Selected text:
Escherichia albertii

Scientific classification
- Domain: Bacteria
- Kingdom: Pseudomonadati
- Phylum: Pseudomonadota
- Class: Gammaproteobacteria
- Order: Enterobacterales
- Family: Enterobacteriaceae
- Genus: Escherichia
- Species: E. albertii
- Binomial name: Escherichia albertii (Huys et al. 2003)

= Escherichia albertii =

- Genus: Escherichia
- Species: albertii
- Authority: (Huys et al. 2003)

Species of bacterium

Escherichia albertii is a Gram-negative species of bacteria within the same genus as E. coli. It was recognised to cause disease after being isolated from the stools of children with diarrhea in Bangladesh, and was originally thought to be Hafnia alvei based on biochemical assays. The bacterium was reclassified in 2003 as a novel species based on its genetic features, and was named E. albertii in honour of the microbiologist who first described the species. E. albertii differs from typical E. coli in being nonmotile and unable to ferment lactose.

Provided records:
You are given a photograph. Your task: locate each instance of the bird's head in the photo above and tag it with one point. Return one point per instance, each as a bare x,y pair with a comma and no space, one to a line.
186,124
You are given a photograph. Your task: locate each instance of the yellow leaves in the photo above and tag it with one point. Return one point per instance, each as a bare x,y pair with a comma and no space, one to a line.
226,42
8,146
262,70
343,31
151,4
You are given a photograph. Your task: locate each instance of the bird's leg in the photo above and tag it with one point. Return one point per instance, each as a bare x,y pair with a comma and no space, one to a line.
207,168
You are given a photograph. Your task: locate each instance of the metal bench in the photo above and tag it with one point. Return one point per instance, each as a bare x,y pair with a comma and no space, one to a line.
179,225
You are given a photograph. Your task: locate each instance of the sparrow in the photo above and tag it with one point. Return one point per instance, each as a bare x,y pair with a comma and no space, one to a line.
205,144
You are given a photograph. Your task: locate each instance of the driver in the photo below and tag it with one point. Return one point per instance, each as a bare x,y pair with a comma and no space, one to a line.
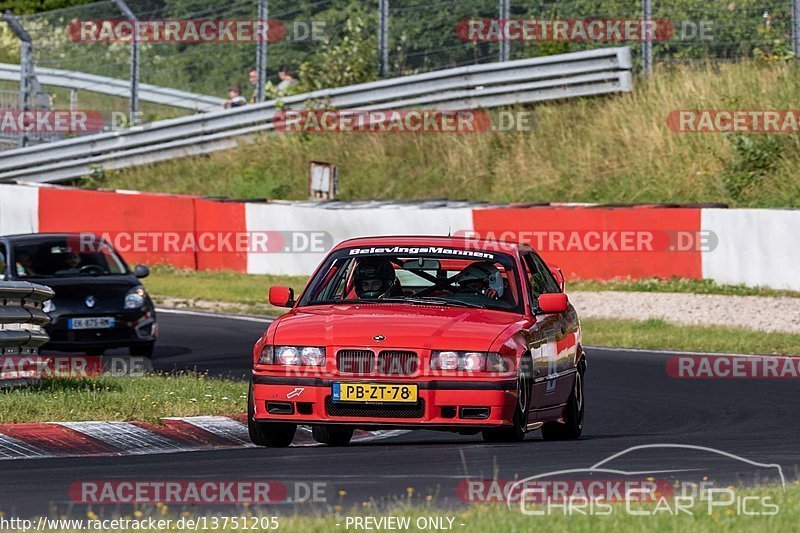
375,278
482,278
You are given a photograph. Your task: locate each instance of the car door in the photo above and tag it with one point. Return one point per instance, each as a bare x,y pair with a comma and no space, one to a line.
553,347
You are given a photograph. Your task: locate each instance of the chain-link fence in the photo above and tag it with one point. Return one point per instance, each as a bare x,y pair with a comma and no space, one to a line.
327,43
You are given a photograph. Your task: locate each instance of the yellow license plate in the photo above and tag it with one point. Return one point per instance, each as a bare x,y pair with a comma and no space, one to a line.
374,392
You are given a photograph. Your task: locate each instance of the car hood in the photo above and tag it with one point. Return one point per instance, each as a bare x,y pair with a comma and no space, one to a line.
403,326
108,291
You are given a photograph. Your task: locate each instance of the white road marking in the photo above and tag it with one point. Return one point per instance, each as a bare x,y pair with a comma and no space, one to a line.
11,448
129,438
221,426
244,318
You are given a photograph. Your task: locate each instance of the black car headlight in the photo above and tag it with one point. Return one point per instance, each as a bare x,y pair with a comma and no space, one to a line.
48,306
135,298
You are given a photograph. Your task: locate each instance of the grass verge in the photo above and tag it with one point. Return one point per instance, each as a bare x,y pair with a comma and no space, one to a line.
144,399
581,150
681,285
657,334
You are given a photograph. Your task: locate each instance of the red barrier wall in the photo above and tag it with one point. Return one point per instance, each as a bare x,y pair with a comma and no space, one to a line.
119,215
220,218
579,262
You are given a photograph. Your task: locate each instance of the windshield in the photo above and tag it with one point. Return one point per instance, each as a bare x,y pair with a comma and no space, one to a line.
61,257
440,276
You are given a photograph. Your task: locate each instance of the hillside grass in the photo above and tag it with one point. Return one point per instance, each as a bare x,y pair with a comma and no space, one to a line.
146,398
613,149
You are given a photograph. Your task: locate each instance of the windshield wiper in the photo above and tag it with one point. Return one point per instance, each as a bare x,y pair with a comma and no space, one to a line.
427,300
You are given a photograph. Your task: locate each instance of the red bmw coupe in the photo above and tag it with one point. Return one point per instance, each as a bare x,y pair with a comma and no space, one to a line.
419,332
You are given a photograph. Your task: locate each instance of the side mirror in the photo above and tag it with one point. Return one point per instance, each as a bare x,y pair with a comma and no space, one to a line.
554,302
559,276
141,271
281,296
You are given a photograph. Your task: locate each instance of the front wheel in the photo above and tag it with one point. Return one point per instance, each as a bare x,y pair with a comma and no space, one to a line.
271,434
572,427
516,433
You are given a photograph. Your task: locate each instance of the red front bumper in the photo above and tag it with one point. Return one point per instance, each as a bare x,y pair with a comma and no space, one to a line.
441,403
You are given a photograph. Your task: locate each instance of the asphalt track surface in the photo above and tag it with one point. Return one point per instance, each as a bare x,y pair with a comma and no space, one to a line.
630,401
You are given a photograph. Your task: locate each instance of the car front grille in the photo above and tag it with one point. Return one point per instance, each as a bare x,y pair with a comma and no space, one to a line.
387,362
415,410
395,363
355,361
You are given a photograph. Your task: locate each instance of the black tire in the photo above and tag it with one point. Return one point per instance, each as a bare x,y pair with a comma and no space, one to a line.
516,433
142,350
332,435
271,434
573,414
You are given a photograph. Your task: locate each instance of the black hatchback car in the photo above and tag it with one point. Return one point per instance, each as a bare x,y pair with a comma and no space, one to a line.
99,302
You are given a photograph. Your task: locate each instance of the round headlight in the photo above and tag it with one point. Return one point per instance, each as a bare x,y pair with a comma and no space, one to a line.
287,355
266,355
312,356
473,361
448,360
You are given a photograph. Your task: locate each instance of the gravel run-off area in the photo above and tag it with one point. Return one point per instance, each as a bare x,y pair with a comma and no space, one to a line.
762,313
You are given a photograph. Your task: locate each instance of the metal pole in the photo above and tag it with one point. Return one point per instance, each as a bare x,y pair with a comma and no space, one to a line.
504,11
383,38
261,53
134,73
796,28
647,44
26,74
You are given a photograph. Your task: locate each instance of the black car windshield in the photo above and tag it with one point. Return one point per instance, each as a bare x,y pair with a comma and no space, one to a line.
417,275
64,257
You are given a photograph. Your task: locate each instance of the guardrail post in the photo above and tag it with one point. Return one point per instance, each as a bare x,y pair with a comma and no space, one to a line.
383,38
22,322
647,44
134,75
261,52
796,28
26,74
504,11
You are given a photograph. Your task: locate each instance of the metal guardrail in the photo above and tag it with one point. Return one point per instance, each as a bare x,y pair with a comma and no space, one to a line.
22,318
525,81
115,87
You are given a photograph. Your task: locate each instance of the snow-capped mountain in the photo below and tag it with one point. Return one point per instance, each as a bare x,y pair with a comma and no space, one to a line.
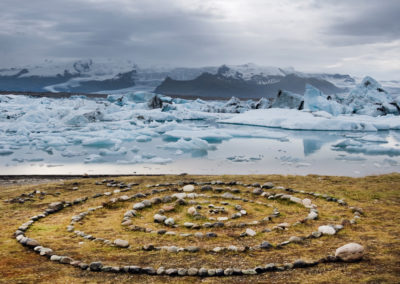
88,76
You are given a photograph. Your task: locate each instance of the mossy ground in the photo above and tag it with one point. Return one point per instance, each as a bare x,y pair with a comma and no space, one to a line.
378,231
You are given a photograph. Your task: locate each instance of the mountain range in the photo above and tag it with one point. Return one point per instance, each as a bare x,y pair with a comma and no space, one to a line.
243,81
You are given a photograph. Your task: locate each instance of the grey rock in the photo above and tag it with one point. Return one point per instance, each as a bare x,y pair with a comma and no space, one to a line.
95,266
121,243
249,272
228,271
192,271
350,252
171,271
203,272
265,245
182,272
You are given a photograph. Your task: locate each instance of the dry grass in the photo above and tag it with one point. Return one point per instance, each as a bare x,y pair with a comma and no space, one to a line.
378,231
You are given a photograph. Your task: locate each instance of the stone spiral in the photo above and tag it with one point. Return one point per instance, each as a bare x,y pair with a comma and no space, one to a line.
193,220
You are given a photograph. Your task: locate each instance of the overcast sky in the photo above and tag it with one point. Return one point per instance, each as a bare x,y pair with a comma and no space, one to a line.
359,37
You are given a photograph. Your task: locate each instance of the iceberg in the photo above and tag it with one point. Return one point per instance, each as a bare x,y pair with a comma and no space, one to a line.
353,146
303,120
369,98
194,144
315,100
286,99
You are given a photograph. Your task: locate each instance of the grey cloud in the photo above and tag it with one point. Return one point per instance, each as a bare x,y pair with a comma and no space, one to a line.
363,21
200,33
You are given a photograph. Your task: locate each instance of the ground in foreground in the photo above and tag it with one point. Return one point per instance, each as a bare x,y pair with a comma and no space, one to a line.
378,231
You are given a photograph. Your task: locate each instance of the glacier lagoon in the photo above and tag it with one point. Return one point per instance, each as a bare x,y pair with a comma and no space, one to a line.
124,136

Actions to take:
**a)** In what year was the bacterium described in the Escherichia albertii article reclassified as a novel species?
**b)** List every rank from Domain through Species in the scientific classification of the Escherichia albertii article, each with its value.
**c)** Pick up the Escherichia albertii article after its final sentence and continue it.
The entries come from a separate source.

Outputs in order:
**a)** 2003

**b)**
- Domain: Bacteria
- Kingdom: Pseudomonadati
- Phylum: Pseudomonadota
- Class: Gammaproteobacteria
- Order: Enterobacterales
- Family: Enterobacteriaceae
- Genus: Escherichia
- Species: E. albertii

**c)**
As a human gastrointestinal pathogen, E. albertii is often linked to food- or water-borne outbreaks of disease, and can cause sporadic cases of bacteraemia. The species may be misidentified as Enteropathogenic E. coli due to its production of intimin. It is also responsible for disease or subclinical infection in domestic and wild birds, where it may be a reservoir for human disease.